Exercise prompt: Copy out, word for word, everything from the start of the rows down to the line containing "point(90, 105)", including both ends.

Dataset:
——

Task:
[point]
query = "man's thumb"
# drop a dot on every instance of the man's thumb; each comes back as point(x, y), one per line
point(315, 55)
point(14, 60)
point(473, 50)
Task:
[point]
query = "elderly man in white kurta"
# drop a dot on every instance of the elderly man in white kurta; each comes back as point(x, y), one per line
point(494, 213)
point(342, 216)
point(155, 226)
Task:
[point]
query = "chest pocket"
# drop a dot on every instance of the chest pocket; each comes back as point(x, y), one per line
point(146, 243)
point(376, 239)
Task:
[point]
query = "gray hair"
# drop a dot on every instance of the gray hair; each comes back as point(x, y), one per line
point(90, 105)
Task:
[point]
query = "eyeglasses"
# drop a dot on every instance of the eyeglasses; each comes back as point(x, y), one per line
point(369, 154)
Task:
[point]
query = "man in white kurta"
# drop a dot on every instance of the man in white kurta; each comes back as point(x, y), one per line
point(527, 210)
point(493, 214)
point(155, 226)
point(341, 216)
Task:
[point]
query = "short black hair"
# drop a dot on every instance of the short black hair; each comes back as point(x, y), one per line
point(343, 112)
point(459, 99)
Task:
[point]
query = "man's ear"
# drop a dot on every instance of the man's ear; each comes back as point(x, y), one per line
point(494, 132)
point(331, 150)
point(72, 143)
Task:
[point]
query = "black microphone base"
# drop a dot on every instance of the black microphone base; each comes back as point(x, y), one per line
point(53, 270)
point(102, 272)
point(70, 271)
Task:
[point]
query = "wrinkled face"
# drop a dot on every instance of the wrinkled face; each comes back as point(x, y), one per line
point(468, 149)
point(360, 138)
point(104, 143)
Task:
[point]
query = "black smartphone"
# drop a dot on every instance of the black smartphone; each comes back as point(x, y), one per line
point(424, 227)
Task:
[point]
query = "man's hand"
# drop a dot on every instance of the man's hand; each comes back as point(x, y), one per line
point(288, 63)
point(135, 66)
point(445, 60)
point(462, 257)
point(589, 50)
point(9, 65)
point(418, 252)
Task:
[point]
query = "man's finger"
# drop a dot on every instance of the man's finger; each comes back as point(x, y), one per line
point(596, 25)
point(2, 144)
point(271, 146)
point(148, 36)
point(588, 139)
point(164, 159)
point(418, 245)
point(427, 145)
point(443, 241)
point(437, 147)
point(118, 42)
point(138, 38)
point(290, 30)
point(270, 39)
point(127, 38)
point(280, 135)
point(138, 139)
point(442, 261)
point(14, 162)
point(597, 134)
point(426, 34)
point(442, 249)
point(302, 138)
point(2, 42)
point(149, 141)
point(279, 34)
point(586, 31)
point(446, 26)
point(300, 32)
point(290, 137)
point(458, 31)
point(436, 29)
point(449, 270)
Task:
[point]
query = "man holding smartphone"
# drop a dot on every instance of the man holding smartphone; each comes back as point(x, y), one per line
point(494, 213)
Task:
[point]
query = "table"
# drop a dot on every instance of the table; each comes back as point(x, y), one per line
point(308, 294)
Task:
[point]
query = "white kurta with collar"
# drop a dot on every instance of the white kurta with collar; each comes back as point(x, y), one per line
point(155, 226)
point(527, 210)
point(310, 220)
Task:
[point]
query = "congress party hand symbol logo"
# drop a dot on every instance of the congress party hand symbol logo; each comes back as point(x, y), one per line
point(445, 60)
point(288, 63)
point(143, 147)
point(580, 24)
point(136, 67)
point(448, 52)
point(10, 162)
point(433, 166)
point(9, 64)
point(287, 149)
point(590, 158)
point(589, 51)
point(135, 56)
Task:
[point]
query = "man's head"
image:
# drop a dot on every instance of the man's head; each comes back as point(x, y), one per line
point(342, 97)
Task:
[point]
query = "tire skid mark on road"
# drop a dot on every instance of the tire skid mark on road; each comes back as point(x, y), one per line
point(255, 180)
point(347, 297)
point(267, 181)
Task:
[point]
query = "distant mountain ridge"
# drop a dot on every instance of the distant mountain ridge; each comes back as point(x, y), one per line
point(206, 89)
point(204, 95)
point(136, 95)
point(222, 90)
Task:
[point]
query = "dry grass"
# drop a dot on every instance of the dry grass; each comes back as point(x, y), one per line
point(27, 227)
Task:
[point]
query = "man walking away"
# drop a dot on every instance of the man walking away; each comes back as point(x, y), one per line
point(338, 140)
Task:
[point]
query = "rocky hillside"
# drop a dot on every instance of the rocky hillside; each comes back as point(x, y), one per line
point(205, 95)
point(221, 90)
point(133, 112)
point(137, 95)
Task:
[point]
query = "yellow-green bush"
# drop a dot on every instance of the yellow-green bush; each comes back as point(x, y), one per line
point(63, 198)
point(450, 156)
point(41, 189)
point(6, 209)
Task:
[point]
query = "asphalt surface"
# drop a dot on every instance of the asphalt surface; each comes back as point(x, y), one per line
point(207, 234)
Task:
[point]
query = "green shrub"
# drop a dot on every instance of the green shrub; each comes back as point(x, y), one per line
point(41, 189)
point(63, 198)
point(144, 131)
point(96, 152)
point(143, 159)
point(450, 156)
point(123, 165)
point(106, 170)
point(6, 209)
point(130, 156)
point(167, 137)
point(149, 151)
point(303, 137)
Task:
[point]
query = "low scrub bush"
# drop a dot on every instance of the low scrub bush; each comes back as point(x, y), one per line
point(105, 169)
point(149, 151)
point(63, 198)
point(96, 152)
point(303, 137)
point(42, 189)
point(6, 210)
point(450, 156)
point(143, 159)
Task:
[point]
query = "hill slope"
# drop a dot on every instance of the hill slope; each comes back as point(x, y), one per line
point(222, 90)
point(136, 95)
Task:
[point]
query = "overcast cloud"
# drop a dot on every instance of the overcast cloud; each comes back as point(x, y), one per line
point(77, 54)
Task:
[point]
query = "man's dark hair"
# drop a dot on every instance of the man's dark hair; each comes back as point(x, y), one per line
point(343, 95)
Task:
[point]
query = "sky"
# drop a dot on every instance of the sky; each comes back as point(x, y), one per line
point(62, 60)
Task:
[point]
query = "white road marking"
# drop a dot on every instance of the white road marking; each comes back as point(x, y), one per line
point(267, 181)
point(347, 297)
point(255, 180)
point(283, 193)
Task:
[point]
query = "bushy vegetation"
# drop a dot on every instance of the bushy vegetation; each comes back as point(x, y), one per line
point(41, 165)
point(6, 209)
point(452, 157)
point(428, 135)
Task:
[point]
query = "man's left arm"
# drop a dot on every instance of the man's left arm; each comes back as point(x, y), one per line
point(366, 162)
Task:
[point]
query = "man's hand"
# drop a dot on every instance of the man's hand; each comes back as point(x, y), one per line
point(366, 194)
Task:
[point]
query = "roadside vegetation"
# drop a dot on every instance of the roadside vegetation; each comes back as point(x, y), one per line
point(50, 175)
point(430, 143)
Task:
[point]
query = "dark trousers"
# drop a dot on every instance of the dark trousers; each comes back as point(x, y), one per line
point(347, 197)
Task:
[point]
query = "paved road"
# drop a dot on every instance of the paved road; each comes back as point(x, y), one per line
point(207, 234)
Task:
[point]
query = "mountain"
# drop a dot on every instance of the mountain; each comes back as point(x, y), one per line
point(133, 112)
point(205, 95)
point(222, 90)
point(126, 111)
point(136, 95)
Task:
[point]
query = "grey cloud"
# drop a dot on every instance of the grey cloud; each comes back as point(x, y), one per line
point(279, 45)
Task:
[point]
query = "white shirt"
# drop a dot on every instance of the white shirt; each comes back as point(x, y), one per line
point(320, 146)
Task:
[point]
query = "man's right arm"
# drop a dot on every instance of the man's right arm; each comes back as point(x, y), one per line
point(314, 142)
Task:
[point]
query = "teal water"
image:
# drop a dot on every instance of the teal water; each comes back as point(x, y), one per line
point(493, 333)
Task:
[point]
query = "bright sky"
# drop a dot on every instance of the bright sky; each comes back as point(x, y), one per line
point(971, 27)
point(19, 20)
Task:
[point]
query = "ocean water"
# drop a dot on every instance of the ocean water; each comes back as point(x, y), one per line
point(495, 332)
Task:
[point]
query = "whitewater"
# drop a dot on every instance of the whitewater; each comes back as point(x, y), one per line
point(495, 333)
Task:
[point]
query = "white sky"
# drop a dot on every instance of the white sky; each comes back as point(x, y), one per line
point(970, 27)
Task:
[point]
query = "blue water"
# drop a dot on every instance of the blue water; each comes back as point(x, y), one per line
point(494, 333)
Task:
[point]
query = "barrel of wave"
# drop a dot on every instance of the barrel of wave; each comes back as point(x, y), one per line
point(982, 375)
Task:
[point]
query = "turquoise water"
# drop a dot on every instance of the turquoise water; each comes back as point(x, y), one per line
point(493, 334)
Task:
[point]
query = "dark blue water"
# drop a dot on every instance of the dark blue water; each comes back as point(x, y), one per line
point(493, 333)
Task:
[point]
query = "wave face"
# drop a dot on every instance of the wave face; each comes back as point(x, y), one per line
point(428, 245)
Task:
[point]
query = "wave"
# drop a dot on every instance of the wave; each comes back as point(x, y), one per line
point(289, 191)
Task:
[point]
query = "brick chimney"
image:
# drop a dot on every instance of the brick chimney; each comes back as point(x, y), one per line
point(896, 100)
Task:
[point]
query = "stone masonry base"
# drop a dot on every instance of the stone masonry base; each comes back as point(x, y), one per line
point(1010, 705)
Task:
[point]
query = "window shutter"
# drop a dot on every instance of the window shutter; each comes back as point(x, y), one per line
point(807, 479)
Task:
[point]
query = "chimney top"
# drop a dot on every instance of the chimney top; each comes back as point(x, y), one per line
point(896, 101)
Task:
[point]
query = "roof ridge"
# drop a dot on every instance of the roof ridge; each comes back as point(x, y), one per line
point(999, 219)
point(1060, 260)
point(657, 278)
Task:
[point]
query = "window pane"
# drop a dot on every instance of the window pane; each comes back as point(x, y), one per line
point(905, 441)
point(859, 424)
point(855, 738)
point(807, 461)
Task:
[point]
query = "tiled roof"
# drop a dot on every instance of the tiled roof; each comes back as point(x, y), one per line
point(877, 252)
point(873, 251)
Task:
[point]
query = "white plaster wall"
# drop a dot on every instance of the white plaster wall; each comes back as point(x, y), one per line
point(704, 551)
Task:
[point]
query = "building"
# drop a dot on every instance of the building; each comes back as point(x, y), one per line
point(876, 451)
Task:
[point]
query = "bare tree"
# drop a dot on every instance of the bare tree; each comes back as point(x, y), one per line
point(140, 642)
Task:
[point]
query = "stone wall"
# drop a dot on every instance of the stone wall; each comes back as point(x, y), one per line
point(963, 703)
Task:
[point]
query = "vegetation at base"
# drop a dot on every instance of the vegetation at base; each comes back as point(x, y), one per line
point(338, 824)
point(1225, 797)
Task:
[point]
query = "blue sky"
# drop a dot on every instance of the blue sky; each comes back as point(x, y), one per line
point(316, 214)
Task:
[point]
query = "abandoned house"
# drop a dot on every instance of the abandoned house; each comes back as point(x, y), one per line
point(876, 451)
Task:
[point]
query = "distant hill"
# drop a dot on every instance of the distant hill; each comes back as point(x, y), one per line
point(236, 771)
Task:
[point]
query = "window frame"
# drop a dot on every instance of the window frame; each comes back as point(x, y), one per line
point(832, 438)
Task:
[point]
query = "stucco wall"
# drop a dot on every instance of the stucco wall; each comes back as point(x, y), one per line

——

Completed exercise:
Task:
[point]
query = "man's thumb"
# drop a dot on every instance of the man's thumb; each comes back as point(x, y), one per line
point(315, 55)
point(14, 60)
point(473, 50)
Task:
[point]
query = "elderly man in white kurta"
# drop a dot on every instance of the elderly man in white kurta; each comes back as point(x, y), one per line
point(494, 213)
point(342, 216)
point(155, 226)
Task:
[point]
query = "chest pocket"
# drop a dot on every instance of the chest pocket; each comes back as point(x, y), one per line
point(146, 243)
point(376, 239)
Task:
[point]
query = "gray hair"
# drop a dot on every instance of the gray hair; each comes back as point(x, y), one per line
point(90, 105)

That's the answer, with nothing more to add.